::: DATA SHOWN :::
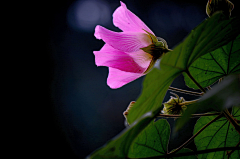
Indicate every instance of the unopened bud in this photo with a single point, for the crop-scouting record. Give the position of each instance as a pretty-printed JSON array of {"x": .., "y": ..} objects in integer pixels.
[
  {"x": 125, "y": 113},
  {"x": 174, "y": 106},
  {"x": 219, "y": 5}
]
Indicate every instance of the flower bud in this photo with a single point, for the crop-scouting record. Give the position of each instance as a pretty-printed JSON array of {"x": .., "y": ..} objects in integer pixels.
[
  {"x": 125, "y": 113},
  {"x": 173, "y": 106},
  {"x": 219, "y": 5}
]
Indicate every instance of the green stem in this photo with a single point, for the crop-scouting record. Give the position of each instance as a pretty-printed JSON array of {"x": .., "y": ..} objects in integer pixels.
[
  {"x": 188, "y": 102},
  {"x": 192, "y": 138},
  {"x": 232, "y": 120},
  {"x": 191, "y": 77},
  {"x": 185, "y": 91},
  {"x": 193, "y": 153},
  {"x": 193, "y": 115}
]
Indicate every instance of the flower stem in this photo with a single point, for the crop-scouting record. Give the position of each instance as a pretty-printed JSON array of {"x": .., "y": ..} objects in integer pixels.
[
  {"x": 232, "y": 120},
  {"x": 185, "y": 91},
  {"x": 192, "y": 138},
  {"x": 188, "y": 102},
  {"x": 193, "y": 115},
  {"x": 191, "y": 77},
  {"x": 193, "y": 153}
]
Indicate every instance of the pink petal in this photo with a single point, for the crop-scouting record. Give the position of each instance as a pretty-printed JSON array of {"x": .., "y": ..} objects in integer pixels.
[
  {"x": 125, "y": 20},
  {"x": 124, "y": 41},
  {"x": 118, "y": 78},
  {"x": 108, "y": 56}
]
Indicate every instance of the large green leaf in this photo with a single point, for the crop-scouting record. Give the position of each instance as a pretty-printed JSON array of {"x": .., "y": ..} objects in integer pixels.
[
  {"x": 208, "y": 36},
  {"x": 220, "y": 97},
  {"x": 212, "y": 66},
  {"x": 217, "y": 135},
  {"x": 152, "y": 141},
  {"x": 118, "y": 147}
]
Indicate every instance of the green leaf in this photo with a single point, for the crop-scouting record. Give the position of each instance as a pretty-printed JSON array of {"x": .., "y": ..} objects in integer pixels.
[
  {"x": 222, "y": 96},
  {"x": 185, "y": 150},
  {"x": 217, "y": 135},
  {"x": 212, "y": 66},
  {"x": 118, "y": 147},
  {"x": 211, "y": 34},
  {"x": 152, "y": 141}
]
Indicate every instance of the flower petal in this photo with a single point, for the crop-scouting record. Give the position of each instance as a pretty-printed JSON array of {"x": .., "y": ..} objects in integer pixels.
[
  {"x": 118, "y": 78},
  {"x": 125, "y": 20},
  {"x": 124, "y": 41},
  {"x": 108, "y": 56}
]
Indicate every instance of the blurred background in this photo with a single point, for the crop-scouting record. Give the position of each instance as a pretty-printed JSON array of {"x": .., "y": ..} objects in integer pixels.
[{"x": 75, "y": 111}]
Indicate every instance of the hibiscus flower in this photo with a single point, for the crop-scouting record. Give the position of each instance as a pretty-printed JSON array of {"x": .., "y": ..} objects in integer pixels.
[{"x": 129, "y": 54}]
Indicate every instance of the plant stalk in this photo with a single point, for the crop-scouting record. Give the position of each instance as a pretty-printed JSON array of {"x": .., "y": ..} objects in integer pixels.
:::
::: DATA SHOWN :::
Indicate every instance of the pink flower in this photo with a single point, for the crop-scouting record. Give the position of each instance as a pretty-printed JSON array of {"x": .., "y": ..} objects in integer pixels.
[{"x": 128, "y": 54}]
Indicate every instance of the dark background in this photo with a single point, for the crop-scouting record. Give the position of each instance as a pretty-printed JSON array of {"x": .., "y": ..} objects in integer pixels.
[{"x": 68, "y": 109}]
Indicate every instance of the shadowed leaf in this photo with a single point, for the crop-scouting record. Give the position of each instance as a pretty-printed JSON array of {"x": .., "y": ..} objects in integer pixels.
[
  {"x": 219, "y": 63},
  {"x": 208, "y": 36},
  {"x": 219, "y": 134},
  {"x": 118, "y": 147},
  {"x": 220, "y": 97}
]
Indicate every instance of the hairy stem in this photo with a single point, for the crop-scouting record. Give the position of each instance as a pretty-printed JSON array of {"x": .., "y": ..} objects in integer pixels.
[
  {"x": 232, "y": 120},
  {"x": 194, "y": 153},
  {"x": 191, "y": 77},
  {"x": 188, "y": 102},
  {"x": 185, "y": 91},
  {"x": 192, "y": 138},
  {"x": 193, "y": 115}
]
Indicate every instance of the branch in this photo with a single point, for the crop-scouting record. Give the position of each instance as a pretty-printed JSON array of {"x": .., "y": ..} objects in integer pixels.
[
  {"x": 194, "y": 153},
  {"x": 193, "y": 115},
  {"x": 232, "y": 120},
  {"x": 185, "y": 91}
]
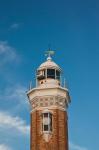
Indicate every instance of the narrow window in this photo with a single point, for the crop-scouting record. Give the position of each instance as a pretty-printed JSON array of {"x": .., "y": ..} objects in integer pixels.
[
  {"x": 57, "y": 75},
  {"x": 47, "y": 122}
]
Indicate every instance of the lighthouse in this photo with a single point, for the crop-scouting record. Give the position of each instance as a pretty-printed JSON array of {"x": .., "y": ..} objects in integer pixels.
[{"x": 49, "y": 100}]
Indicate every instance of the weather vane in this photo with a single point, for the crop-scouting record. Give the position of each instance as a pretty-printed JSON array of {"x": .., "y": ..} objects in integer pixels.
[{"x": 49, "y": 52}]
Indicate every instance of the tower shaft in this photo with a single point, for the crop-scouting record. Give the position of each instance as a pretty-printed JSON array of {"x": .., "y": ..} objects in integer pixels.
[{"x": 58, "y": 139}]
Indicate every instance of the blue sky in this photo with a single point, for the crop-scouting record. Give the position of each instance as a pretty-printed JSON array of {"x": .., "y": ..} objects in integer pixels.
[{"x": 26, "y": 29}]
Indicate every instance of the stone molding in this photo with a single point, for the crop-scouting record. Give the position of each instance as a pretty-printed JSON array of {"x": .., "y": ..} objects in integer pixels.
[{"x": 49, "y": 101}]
:::
::: DATA SHOWN :::
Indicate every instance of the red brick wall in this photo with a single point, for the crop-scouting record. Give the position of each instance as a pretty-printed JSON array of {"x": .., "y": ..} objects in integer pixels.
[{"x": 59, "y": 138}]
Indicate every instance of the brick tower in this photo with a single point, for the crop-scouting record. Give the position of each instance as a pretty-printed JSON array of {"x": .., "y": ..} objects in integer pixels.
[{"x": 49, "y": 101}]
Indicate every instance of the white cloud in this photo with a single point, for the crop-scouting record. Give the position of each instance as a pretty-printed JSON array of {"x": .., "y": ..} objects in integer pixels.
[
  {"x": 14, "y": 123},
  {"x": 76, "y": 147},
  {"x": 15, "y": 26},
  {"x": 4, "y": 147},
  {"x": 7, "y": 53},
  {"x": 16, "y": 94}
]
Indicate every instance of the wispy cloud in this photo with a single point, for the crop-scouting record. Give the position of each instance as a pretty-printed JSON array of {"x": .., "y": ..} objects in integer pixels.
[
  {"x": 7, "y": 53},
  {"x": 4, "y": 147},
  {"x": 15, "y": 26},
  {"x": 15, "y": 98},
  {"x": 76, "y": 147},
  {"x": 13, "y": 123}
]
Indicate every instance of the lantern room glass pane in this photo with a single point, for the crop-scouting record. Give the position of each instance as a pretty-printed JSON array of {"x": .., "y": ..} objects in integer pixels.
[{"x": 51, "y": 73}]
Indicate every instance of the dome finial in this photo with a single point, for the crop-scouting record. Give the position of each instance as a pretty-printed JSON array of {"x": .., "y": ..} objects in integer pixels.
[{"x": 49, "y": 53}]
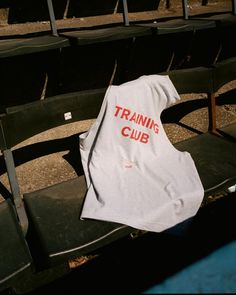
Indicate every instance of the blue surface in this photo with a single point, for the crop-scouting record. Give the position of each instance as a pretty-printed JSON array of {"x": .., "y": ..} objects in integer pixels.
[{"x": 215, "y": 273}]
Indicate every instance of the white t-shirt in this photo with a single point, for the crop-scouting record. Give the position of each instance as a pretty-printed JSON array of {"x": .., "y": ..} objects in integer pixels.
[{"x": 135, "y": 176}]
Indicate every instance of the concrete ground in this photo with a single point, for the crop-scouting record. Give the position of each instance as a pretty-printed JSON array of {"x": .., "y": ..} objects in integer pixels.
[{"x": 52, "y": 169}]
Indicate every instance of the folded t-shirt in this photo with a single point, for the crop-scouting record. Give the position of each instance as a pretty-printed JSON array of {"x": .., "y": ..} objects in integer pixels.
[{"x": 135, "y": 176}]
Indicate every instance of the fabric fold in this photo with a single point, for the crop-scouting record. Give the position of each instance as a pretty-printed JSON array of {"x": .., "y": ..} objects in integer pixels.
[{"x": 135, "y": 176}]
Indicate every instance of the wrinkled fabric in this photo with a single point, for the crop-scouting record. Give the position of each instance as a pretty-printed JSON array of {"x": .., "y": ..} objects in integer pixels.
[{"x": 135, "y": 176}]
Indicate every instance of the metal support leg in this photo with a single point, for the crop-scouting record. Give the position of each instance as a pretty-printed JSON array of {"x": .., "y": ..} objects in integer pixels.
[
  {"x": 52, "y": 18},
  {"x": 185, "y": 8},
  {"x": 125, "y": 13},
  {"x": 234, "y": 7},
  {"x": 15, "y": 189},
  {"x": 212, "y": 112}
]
:::
_EXERCISE INSTRUCTIONS_: Rewrite the part of the material that opens with the line containing "Indicate every instance of the blurred" and closes with the line containing "Indicate every instance of the plant", swapping "hibiscus flower" for "hibiscus bloom" and leaving everything else unchanged.

_RESPONSE BELOW_:
Indicate every instance of the blurred background in this photo with a single point, for the crop-scouting record. Give the position of each instance as a pretty-printed JSON array of {"x": .., "y": ..} objects in integer pixels.
[{"x": 75, "y": 111}]
Indicate every instance of the hibiscus bloom in this photo with a single point, for the crop-scouting record. Give the position of each instance as a pretty-printed JSON array of {"x": .., "y": ..} objects in integer pixels.
[{"x": 129, "y": 54}]
Indicate every instance of the plant stalk in this photo with a single point, for the crop-scouting record. Give the position of each instance as a pretty-printed JSON array of {"x": .., "y": ..} objects in integer pixels.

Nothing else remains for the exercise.